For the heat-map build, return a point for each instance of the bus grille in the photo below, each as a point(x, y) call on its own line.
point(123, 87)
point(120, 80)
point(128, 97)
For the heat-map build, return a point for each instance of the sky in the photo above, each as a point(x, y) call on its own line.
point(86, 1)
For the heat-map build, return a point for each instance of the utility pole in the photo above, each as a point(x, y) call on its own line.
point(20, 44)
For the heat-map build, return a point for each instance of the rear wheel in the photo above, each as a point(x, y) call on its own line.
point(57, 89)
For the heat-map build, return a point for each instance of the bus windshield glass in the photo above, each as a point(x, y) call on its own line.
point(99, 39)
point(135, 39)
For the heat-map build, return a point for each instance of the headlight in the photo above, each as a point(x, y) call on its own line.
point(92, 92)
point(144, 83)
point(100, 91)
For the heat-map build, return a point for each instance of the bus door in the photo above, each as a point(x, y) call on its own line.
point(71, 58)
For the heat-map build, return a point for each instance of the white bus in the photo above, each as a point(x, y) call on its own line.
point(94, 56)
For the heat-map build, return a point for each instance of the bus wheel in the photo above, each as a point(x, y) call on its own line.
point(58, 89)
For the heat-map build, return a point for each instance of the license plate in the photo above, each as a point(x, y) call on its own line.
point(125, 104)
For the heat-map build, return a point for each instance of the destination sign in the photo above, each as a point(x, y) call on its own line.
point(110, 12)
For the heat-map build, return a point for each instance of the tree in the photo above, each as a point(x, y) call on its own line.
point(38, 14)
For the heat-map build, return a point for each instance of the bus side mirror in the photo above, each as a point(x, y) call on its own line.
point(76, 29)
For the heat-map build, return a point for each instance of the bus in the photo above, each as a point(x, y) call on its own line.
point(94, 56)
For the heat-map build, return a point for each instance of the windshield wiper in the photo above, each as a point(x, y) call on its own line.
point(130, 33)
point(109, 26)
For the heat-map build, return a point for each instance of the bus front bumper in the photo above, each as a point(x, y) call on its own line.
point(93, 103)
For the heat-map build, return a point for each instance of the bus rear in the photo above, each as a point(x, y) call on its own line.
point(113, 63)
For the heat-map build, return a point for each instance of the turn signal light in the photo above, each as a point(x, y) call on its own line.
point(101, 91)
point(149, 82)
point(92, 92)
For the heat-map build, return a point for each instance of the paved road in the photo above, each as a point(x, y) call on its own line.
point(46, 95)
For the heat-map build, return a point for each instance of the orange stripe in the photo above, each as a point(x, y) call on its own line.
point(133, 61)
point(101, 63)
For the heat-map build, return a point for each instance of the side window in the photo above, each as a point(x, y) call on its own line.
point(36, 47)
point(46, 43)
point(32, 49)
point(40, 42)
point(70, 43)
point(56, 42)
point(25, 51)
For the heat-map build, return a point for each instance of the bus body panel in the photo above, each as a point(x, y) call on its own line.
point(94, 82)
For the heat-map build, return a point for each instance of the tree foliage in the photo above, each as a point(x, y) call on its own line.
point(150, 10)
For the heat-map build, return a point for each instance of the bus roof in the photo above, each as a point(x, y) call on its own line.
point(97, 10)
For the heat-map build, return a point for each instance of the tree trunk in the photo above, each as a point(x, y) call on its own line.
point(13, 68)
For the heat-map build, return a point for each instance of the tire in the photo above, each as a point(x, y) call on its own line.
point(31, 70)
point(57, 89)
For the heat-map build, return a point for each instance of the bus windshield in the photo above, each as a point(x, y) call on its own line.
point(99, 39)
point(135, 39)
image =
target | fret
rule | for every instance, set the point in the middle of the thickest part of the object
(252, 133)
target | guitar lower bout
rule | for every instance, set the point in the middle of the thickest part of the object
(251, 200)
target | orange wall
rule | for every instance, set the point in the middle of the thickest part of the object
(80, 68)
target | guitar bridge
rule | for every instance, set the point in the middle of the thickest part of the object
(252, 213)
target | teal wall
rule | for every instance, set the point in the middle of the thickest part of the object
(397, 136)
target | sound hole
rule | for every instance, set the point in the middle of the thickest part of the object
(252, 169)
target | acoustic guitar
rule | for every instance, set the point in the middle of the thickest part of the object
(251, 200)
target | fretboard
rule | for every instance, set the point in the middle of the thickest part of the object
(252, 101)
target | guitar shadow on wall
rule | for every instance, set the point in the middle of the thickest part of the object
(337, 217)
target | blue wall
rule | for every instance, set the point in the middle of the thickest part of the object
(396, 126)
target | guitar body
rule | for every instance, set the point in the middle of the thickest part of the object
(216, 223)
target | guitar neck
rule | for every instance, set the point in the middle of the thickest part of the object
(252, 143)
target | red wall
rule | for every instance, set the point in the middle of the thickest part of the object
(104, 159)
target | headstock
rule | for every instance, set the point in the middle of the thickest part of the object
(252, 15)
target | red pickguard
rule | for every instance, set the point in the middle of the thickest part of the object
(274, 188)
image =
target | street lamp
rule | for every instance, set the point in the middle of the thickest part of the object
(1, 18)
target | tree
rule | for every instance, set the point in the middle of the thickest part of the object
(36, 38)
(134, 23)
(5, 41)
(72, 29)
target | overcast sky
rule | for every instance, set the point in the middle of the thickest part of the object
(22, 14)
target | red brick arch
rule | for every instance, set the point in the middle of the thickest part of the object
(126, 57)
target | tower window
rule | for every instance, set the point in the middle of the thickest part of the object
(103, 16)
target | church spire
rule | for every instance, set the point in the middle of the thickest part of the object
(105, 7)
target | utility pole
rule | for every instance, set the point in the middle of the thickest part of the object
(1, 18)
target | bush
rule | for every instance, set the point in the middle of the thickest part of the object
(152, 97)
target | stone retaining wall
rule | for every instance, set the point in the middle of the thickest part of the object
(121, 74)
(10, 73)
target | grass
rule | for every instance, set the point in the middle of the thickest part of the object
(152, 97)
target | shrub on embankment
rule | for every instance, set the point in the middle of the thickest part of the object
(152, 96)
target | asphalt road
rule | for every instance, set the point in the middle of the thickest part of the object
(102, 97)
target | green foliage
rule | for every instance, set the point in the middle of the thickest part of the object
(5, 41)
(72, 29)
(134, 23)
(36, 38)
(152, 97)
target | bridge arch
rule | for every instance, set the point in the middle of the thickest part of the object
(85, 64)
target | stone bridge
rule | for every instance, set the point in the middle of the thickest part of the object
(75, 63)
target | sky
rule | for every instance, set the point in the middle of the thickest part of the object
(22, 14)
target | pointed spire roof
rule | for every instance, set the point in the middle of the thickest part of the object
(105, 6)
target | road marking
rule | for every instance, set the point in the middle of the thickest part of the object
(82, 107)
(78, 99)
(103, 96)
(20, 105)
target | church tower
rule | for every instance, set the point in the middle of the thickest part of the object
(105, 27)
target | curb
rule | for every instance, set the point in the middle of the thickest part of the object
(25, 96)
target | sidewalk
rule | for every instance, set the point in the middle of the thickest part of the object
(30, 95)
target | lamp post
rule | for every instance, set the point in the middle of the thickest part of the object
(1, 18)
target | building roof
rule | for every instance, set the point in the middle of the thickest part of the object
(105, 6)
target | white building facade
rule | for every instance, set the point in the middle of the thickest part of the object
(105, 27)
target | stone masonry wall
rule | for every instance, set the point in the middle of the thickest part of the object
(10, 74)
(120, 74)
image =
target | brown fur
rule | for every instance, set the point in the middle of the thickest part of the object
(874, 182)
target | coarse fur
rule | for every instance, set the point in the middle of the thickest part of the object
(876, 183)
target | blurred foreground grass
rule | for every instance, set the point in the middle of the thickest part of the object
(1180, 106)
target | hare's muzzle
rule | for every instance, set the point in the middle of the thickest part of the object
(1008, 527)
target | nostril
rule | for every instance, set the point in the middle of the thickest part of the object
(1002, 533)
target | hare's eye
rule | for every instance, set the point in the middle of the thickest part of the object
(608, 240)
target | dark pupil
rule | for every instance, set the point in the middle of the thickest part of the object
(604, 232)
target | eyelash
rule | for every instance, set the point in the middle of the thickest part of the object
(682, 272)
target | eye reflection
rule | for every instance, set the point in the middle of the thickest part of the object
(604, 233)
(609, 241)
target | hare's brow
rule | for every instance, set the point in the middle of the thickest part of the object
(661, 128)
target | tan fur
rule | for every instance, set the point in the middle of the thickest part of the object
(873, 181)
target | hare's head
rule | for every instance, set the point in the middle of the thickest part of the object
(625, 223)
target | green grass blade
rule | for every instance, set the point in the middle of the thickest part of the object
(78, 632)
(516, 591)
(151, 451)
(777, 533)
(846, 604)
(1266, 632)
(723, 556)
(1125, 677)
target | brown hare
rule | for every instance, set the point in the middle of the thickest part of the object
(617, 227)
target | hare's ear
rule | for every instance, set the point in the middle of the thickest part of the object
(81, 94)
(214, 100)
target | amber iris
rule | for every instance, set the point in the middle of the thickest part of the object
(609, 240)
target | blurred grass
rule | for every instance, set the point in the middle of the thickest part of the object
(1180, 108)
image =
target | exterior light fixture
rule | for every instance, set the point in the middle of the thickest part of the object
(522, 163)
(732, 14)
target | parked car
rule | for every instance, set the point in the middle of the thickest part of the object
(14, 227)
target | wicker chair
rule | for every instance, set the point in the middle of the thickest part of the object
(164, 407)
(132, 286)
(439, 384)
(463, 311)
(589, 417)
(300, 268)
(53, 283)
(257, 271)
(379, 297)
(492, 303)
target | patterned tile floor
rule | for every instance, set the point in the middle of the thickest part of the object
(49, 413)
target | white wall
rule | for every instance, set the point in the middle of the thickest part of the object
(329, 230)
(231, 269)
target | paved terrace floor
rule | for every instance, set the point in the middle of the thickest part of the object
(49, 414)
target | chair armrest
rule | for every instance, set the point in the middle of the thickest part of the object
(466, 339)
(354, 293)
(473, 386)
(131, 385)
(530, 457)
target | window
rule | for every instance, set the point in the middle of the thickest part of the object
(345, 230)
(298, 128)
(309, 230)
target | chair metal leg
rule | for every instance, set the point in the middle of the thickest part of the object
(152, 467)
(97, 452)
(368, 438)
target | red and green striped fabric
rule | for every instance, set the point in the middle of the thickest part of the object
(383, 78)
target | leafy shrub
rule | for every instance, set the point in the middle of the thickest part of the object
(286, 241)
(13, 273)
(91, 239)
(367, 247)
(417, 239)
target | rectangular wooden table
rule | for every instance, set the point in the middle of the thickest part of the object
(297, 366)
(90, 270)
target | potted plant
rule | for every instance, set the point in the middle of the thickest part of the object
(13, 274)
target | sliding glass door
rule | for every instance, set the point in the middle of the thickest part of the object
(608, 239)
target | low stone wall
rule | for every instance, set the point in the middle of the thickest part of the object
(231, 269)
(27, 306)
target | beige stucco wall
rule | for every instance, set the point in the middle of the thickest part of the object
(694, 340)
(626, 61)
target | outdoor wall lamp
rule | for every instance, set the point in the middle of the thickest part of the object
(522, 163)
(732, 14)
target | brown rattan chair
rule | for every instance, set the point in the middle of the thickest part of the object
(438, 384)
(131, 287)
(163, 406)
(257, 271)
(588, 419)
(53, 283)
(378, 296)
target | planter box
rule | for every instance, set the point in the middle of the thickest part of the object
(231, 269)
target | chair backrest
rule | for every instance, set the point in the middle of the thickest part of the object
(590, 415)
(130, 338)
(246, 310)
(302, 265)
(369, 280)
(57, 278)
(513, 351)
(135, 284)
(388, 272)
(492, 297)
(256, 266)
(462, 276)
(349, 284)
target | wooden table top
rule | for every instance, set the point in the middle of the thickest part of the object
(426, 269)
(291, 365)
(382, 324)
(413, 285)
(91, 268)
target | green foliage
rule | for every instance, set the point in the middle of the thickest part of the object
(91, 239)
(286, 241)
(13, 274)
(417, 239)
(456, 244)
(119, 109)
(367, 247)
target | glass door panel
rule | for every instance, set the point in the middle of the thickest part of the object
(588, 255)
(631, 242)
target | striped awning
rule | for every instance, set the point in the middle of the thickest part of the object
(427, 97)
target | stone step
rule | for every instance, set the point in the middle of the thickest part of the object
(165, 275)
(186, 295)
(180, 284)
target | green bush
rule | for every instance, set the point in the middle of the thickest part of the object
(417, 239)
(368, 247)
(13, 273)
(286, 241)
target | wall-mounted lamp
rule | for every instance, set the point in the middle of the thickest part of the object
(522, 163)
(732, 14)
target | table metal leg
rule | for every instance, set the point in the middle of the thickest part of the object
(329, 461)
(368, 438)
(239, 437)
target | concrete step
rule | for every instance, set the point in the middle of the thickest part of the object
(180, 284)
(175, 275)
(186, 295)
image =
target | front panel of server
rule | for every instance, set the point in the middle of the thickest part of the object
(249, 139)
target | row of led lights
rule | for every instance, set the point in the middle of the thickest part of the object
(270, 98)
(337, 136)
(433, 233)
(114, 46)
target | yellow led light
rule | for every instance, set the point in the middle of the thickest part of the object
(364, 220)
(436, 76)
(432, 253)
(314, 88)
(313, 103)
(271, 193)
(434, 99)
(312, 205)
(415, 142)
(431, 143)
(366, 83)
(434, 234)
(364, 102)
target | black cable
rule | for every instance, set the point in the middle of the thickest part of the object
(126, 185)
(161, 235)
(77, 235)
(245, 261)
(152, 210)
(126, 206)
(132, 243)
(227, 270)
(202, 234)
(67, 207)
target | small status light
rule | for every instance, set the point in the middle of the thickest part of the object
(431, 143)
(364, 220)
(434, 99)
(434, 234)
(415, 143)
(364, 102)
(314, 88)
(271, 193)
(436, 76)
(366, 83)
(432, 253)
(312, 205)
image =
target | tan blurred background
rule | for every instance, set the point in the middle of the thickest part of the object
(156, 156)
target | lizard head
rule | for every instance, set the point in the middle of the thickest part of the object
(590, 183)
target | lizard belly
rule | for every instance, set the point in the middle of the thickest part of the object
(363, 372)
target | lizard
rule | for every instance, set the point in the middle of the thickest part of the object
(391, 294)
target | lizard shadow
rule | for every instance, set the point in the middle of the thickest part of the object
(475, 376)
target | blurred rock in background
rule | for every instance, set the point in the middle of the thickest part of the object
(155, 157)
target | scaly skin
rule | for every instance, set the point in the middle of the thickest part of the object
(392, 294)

====================

Your instructions
Search the data for the string "church" and copy out every line where it is found.

Your response
target | church spire
target | church tower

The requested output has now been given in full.